BEGIN Quoted passage

The 2011 survey also indicates that the largest economic sectors by number of workers employed are manufacturing (1,190 workers); retail trade (1,005 workers); agriculture, forestry, fishing and hunting (890 workers); health care and social assistance (715 workers) and construction (500 workers). Other industries in the region employing more than 200 workers are finance and insurance; professional, scientific and technical services; educational services; and transportation and warehousing. The average income reported in the 2011 National Household Survey was $37,155 with an average after-tax income of $32,131.

According to the 2011 National Household Survey, the majority of residents of North Perth are members of a Christian faith and account for 78.2% of the population. Less than 1% of the population is Muslim, and the remaining population reported no religious affiliation. Of the Christian population, the largest religious affiliation is Presbyterian (21.2%) followed by United Church (21.1%), Roman Catholic (12.5%), Lutheran (8,7%), Anglican (3.5%), Pentecostal (1.8%), Baptist (1.4%) and other Christian (29.5%).

END Quoted passage
BEGIN Provided records

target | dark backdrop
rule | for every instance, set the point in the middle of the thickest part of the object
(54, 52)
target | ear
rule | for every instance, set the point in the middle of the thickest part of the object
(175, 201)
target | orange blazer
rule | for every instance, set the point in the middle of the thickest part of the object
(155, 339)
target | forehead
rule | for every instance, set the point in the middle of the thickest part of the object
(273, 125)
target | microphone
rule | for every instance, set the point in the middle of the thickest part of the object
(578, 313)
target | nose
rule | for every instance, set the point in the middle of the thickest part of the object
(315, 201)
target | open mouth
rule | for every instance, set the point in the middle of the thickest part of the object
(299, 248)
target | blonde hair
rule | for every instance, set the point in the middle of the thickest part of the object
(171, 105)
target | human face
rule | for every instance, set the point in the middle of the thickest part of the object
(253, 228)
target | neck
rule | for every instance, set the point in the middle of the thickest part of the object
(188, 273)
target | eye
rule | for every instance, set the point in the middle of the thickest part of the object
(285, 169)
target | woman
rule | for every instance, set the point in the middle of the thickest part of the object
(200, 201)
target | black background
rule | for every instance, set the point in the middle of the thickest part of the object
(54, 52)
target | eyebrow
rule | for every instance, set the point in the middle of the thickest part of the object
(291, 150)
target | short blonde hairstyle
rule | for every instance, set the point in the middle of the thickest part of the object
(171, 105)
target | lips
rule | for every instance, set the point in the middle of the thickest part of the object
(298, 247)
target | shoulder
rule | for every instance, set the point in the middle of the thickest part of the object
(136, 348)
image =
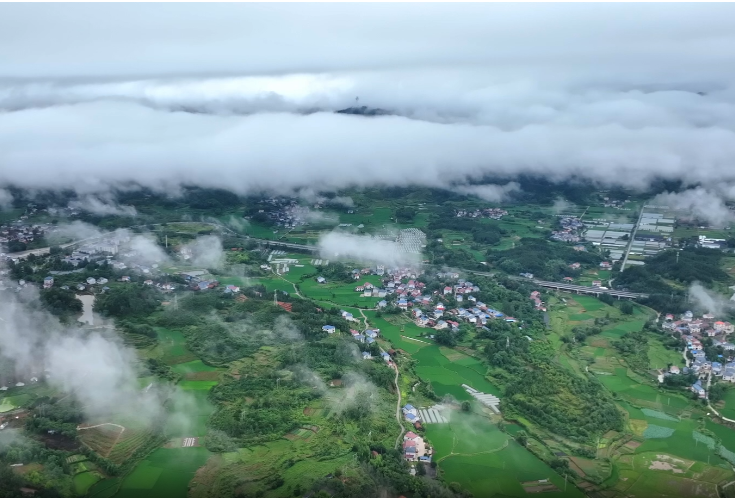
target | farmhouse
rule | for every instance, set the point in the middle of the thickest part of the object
(413, 447)
(698, 389)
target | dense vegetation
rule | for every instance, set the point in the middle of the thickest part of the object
(579, 408)
(127, 301)
(60, 301)
(545, 259)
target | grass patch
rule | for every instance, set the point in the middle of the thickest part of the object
(447, 377)
(166, 473)
(500, 474)
(84, 481)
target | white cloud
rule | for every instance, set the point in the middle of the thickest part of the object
(701, 203)
(6, 199)
(490, 192)
(207, 252)
(98, 206)
(708, 301)
(98, 370)
(337, 245)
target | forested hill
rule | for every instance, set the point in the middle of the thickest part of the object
(364, 111)
(682, 268)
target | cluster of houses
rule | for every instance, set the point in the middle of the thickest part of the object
(476, 313)
(607, 202)
(571, 228)
(99, 250)
(287, 214)
(692, 329)
(414, 448)
(393, 284)
(490, 213)
(21, 232)
(537, 302)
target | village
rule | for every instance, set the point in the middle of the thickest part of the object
(488, 213)
(699, 333)
(17, 236)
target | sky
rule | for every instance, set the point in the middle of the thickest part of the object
(242, 96)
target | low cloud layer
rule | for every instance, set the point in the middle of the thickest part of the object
(491, 192)
(6, 199)
(708, 301)
(98, 370)
(703, 204)
(337, 245)
(475, 94)
(206, 251)
(98, 206)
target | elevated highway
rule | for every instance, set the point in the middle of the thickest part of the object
(588, 290)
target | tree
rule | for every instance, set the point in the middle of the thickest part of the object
(626, 307)
(128, 301)
(405, 215)
(522, 438)
(61, 301)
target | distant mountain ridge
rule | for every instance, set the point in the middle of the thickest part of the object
(364, 110)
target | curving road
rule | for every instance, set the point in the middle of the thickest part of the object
(398, 408)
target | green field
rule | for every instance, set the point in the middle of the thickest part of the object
(166, 473)
(661, 357)
(84, 481)
(193, 367)
(657, 474)
(447, 377)
(500, 474)
(623, 385)
(728, 411)
(621, 329)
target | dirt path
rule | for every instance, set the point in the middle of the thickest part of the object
(395, 382)
(79, 428)
(364, 318)
(398, 408)
(295, 289)
(122, 429)
(718, 413)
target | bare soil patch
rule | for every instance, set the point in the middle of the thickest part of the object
(656, 465)
(204, 376)
(632, 444)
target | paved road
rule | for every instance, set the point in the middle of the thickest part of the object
(588, 289)
(398, 408)
(45, 250)
(632, 239)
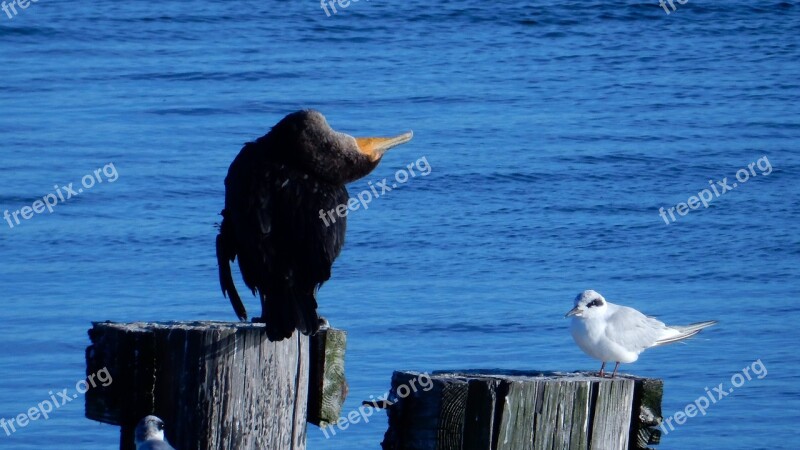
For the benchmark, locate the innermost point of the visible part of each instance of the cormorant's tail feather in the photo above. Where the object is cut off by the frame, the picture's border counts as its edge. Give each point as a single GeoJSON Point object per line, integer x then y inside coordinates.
{"type": "Point", "coordinates": [288, 312]}
{"type": "Point", "coordinates": [226, 280]}
{"type": "Point", "coordinates": [685, 332]}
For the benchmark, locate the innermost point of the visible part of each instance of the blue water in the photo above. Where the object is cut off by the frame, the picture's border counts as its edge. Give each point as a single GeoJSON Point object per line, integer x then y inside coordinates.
{"type": "Point", "coordinates": [554, 133]}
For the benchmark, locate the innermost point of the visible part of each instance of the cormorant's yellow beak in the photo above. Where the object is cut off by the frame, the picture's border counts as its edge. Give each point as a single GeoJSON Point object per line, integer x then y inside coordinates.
{"type": "Point", "coordinates": [374, 148]}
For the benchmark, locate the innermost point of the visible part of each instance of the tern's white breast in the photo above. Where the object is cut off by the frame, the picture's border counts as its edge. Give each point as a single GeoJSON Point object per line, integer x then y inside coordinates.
{"type": "Point", "coordinates": [590, 335]}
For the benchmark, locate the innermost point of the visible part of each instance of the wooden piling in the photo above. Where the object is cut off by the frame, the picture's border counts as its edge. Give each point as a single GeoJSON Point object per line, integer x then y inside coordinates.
{"type": "Point", "coordinates": [516, 410]}
{"type": "Point", "coordinates": [216, 385]}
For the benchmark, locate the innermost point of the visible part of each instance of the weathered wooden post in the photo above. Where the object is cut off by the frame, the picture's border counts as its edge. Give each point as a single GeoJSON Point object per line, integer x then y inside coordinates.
{"type": "Point", "coordinates": [216, 385]}
{"type": "Point", "coordinates": [510, 410]}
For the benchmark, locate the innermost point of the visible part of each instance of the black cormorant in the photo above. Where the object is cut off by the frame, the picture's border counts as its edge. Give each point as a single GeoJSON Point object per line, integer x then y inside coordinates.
{"type": "Point", "coordinates": [274, 192]}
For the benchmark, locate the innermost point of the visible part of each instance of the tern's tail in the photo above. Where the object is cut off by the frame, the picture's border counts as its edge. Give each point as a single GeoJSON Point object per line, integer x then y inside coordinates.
{"type": "Point", "coordinates": [679, 333]}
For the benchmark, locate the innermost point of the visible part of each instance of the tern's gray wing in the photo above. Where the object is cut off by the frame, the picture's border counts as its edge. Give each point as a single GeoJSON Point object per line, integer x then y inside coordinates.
{"type": "Point", "coordinates": [633, 330]}
{"type": "Point", "coordinates": [155, 445]}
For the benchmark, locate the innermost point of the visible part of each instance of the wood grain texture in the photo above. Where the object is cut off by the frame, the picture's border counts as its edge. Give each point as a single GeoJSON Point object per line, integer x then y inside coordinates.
{"type": "Point", "coordinates": [523, 410]}
{"type": "Point", "coordinates": [216, 385]}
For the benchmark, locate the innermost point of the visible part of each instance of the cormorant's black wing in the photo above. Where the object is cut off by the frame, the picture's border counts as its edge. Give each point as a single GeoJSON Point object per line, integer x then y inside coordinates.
{"type": "Point", "coordinates": [285, 249]}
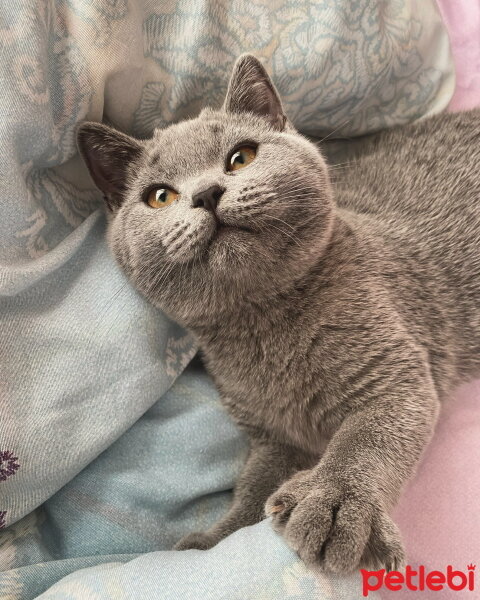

END Provided records

### Activities
**A)** According to the North Perth passage, what was the average income reported in the 2011 National Household Survey?
**B)** Summarize the North Perth passage in two sentences.
**C)** Rewrite the part of the North Perth passage that opens with the words containing "According to the" and closes with "other Christian (29.5%).", replacing "residents" with "inhabitants".
The data is not needed for anything that follows.

### Outputs in order
**A)** $37,155

**B)** The 2011 survey found that manufacturing, retail trade, agriculture, health care and construction employed the most workers in the region, and it reported an average income of $37,155, or $32,131 after tax. In North Perth, 78.2% of residents belong to a Christian faith, with Presbyterian the largest affiliation, while less than 1% are Muslim and the rest reported no religious affiliation.

**C)**
According to the 2011 National Household Survey, the majority of inhabitants of North Perth are members of a Christian faith and account for 78.2% of the population. Less than 1% of the population is Muslim, and the remaining population reported no religious affiliation. Of the Christian population, the largest religious affiliation is Presbyterian (21.2%) followed by United Church (21.1%), Roman Catholic (12.5%), Lutheran (8,7%), Anglican (3.5%), Pentecostal (1.8%), Baptist (1.4%) and other Christian (29.5%).